═════ Text excerpt

Great question! I used to direct a TV series in the 90’s called AMERICAN HEALTH NETWORK. One year, I did a segment on this surgery and the doctor explained that 40% of the patients will never change their eating habits and, over time and much stress to their surgical modification, go right back to where they were. I would think that in this more modern day, they’d be better at screening out weak minded patient candidates.
I believe he had another gastric band procedure last February.
True they don’t always work but pictures in the media also have a history of being altered to make him appear heavier so I don’t know. Has he looked any better in person or at the debates ??
“...they’d be better at screening out weak minded patient candidates.”
They, collectively, would probably go out of business. The mind is a terrible thing to waste.
Lap bands have fallen way out of favor. Currently the surgical option is something called a sleeve gastrectomy. It removes the greater curvature (a portion there of) which is where the hormones that trigger hunger are and leaves the portion of the stomach where the hormone grelin which signals to the brain satiety. With the volume reduction and activity of unopposed grelin working in combination weight is lost.

══════════
═════ Extracted records

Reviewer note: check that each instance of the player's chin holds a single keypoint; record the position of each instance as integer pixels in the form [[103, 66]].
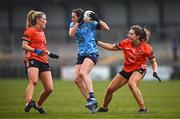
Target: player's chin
[[44, 26]]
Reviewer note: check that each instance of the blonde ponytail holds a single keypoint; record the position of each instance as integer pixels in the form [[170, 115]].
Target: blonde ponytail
[[30, 19], [32, 16]]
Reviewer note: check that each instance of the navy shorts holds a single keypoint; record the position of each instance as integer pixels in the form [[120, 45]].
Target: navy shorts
[[94, 57], [35, 63], [127, 75]]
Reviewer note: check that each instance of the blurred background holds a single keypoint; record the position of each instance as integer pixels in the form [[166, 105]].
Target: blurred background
[[162, 16]]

══════════

What you will do —
a) Answer these questions about the weight-loss surgery comments:
(i) What TV series did the first commenter direct in the 90's?
(ii) According to the doctor in that segment, what percentage of patients will never change their eating habits?
(iii) What surgical option is described as the current one?
b) Write the next part of the weight-loss surgery comments, starting after the last sentence shown.

Answers given —
a)
(i) AMERICAN HEALTH NETWORK
(ii) 40%
(iii) A sleeve gastrectomy

b)
Bands only provide mechanical restriction and as such eating slow or often enough you can “eat through” a band.
Modern bariatric surgery has substantial risk of life long disability or death in the 1-2% range
The new endocrine drugs — ozempic and monjauro block hormones of hunger and recent studies show monjauro as superior to ozempic.
As such…the outlook for bariatric surgeons in my judgment is quite bearish. One injection a week for a year that seems to have sustainability as there is pretty impressive behavioral modification (terzeptide seems to also quell other cravings such as alcohol) appears to be a silver bullet at this point.
Interesting times. There may be a pharmacological cure for refractory obesity and possibly addiction.